## Work instructions
Only one stretch of the data below should be repeated: the lines from the line containing "Make sure each instance of the asphalt" through the line containing "Make sure each instance of the rear license", inclusive, exactly as they are.

## Stored entries
____

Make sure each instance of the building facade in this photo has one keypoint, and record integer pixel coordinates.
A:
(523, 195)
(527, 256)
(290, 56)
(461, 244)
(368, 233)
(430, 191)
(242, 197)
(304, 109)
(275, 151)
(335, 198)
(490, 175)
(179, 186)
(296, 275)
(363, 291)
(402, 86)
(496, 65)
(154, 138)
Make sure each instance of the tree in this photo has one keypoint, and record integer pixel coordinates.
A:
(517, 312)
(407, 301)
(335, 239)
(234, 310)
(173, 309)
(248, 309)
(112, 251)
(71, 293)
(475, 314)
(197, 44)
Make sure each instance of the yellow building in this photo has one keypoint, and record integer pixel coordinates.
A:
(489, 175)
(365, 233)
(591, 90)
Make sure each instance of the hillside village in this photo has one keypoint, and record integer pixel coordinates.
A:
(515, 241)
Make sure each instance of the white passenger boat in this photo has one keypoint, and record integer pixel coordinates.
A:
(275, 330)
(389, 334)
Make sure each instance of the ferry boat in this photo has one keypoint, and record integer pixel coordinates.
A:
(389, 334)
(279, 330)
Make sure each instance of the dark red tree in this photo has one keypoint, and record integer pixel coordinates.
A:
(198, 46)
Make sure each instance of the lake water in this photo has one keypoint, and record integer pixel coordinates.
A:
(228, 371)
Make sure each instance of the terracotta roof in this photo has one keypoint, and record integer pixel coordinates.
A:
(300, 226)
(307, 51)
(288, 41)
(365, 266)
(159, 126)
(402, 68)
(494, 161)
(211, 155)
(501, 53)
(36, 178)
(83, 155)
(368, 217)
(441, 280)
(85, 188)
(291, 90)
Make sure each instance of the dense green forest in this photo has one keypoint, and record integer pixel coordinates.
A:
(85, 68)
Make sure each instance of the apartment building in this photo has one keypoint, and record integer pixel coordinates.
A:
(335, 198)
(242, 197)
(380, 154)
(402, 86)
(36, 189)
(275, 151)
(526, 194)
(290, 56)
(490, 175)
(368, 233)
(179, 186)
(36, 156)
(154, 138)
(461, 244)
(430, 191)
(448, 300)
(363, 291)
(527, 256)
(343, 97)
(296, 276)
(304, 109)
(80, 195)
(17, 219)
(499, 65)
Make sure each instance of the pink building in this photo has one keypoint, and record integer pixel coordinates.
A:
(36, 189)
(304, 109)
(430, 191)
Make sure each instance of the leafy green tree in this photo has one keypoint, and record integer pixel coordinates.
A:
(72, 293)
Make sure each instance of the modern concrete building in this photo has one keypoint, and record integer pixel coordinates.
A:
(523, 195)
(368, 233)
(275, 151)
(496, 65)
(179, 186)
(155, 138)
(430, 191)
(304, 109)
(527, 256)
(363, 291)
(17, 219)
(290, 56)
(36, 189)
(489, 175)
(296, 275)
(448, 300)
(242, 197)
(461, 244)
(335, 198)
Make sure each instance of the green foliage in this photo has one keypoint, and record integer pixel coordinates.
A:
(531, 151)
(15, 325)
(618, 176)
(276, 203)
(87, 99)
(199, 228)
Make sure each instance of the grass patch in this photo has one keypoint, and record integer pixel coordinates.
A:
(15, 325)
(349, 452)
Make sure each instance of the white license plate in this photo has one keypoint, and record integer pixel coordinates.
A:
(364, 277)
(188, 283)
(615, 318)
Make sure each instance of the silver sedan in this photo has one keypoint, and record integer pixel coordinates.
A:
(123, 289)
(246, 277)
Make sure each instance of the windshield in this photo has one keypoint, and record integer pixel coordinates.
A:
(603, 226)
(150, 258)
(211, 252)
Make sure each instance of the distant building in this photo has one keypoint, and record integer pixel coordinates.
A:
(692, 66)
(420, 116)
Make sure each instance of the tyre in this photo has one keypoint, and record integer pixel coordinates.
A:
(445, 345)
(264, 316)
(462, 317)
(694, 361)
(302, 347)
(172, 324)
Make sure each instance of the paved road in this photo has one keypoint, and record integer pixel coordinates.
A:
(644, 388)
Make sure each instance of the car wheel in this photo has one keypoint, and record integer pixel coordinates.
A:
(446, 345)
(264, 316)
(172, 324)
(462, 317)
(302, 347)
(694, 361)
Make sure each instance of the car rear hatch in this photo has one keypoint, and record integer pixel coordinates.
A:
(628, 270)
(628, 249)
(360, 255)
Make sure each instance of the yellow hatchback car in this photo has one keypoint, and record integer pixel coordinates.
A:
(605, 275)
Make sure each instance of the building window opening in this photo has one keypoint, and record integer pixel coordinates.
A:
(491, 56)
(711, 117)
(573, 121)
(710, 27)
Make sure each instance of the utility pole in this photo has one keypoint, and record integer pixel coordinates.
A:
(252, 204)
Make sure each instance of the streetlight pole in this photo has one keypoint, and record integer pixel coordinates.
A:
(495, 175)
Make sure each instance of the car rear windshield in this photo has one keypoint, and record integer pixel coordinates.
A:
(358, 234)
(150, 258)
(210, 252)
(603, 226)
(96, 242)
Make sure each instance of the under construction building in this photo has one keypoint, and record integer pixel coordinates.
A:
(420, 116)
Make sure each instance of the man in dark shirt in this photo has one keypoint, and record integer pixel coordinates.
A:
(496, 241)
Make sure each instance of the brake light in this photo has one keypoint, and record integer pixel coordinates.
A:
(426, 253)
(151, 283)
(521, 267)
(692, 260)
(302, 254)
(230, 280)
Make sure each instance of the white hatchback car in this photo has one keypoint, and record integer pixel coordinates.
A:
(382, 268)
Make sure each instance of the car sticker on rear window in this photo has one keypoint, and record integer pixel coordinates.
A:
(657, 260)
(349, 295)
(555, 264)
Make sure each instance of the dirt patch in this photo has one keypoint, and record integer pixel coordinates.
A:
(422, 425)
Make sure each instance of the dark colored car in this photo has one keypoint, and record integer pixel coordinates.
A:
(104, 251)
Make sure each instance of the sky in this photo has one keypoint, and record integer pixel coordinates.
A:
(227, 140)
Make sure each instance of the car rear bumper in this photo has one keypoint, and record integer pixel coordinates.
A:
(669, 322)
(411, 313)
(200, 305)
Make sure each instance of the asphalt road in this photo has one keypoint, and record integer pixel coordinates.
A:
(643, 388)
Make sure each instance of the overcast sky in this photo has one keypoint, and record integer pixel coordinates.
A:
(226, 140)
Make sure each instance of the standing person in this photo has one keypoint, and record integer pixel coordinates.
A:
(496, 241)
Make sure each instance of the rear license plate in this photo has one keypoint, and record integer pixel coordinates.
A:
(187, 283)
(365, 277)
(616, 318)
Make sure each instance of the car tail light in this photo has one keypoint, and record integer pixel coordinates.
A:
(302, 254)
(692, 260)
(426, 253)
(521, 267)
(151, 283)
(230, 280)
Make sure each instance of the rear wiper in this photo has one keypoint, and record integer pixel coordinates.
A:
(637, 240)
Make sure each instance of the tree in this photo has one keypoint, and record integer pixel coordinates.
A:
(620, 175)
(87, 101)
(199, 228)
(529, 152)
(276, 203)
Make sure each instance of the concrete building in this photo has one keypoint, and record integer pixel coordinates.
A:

____

## Final answer
Make sure each instance of the asphalt road in this photo has one keypoint, and record integer pixel coordinates.
A:
(643, 388)
Make sure each instance of the overcast sky in this photo has one keypoint, and record integer pixel coordinates.
A:
(226, 140)
Make sure each instance of the standing person in this photo has one keypoint, and record integer pixel coordinates.
A:
(496, 241)
Make sure each instance of the rear license plate in this photo has one keypoint, and record integer pixel coordinates.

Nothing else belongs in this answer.